• Texte à analyser
----
La Covid-19 et les différents confinements ont accéléré l’évolution vers un « monde à distance », avec en particulier l’usage de plus en plus incontournable des Nouvelles Technologies. Or les effets délétères de la dissociation entre les nécessités vitales assurées par une machine et le réconfort du contact ont été expérimentalement démontrés dans les années 60 par le psychologue Harlow.
Celui-ci entreprit de vérifier en laboratoire la théorie de l’attachement émise quelques années plus tôt par le psychiatre et psychanalyste Bowlby, selon laquelle le contact chaleureux est plus important que le besoin de nourriture pour expliquer la force de la relation du jeune enfant à sa mère, et pour poser les bases de son développement futur. Harlow isola des bébés macaques en leur donnant le choix entre deux « mères » : une armature présentant un biberon et une autre recouverte de fourrure. Les bébés allaient téter quand ils avaient faim, mais revenaient aussitôt se blottir contre la « mère » de fourrure. Plus tard ces individus étaient incapables d’une vie sociale et sexuelle avec leurs congénères1.
----
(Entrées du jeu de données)

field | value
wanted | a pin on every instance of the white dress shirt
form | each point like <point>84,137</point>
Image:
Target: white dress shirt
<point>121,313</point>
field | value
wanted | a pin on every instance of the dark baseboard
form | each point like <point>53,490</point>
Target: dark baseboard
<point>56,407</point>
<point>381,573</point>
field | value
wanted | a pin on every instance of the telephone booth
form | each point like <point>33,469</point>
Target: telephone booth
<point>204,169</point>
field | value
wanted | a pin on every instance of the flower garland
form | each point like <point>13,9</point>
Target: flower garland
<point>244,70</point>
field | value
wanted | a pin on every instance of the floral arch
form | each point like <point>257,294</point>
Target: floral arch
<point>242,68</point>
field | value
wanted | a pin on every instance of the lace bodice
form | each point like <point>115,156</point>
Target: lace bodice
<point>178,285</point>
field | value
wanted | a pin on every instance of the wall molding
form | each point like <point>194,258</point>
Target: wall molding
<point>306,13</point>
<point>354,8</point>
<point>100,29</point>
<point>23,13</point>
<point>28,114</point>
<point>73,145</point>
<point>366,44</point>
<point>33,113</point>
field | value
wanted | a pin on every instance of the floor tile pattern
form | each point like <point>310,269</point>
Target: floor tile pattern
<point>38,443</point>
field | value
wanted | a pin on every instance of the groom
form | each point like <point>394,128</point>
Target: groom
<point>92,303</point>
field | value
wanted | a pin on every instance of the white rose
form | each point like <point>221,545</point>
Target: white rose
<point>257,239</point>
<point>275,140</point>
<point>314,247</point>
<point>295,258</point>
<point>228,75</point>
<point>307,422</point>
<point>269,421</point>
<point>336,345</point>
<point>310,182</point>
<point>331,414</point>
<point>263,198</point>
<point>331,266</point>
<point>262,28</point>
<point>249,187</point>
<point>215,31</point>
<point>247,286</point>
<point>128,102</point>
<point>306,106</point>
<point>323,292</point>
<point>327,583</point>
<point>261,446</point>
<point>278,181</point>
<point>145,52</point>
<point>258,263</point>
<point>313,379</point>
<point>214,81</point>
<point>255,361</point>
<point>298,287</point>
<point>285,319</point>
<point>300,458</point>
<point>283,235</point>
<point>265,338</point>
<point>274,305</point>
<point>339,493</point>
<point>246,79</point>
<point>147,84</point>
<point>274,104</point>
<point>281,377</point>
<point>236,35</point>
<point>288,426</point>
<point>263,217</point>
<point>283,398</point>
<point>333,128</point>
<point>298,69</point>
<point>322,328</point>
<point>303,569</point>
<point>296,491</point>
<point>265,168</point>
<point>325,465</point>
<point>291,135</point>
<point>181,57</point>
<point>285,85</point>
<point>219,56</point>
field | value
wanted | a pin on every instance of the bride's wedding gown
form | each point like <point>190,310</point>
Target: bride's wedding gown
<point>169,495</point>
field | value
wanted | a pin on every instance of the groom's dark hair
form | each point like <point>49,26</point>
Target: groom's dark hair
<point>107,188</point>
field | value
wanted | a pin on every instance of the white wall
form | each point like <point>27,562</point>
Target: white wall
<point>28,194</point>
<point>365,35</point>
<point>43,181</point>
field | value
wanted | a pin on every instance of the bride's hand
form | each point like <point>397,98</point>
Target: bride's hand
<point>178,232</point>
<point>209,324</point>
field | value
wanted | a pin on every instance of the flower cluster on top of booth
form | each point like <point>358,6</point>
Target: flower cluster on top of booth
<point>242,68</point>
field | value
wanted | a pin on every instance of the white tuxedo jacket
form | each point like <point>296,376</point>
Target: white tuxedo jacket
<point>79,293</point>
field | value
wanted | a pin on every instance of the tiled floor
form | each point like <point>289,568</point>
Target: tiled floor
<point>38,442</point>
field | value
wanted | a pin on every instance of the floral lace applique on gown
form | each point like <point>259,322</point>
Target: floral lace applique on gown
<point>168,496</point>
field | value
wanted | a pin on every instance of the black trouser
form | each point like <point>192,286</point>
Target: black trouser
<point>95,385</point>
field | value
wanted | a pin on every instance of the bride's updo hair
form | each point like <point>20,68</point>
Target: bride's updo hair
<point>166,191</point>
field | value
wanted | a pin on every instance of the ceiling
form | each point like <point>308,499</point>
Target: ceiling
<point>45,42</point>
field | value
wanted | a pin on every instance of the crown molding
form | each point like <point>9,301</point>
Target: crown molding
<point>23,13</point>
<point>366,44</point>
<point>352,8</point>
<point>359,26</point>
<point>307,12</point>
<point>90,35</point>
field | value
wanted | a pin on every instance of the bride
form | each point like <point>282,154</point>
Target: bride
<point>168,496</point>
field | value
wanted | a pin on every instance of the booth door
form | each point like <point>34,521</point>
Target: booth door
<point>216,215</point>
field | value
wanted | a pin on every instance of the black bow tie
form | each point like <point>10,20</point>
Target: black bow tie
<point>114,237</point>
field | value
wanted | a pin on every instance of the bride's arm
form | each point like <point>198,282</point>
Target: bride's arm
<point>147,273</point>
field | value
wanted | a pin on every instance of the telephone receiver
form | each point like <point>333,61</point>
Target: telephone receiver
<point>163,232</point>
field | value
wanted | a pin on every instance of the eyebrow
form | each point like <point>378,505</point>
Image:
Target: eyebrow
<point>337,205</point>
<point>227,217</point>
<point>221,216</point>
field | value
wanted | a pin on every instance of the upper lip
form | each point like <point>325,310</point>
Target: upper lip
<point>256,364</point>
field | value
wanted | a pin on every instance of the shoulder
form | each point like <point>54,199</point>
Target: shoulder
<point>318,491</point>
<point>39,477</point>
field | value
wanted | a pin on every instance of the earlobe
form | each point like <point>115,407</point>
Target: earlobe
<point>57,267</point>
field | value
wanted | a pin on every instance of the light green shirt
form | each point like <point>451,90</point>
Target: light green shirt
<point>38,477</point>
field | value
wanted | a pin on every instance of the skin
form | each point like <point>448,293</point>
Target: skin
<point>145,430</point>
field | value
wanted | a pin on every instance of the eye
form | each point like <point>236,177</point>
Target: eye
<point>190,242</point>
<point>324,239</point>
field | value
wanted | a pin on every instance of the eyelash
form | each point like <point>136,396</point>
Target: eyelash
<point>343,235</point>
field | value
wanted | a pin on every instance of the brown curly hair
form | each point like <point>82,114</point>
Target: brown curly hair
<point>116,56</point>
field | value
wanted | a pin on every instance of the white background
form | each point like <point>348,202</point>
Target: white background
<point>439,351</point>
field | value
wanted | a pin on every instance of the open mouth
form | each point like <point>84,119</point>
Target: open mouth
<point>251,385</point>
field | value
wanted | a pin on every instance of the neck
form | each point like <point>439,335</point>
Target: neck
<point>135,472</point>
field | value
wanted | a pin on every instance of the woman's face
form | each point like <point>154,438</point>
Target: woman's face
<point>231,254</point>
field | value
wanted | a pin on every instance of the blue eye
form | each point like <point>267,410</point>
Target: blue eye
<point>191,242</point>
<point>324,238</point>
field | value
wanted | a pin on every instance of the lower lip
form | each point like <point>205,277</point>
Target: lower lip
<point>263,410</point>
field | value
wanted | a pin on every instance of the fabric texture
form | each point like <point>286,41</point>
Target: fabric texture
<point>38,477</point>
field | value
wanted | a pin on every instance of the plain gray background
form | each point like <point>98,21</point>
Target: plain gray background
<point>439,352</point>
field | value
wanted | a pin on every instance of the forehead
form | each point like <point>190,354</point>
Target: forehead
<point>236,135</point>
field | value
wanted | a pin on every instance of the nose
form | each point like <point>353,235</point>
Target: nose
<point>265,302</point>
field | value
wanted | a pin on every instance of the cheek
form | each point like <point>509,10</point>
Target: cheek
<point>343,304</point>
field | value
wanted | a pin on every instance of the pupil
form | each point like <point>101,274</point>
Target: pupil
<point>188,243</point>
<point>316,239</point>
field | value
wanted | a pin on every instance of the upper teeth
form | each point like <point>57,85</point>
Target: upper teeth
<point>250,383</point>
----
• Consigne A
Reproduisez tel quel le passage du texte sur l'expérience de Harlow, de « Celui-ci entreprit de » jusqu'à « avec leurs congénères1. » inclus.
• Consigne B
Répondez à ces questions sur le texte sur l'expérience de Harlow :
(i) À quelle époque Harlow a-t-il fait sa démonstration ?
(ii) Quelle théorie voulait-il vérifier, et qui l'avait émise ?
(iii) Que présentait l'armature proposée aux bébés macaques ?

• Réponse attendue A
Celui-ci entreprit de vérifier en laboratoire la théorie de l’attachement émise quelques années plus tôt par le psychiatre et psychanalyste Bowlby, selon laquelle le contact chaleureux est plus important que le besoin de nourriture pour expliquer la force de la relation du jeune enfant à sa mère, et pour poser les bases de son développement futur. Harlow isola des bébés macaques en leur donnant le choix entre deux « mères » : une armature présentant un biberon et une autre recouverte de fourrure. Les bébés allaient téter quand ils avaient faim, mais revenaient aussitôt se blottir contre la « mère » de fourrure. Plus tard ces individus étaient incapables d’une vie sociale et sexuelle avec leurs congénères1.

• Réponse attendue B
(i) Dans les années 60.
(ii) La théorie de l'attachement, émise par le psychiatre et psychanalyste Bowlby.
(iii) Un biberon.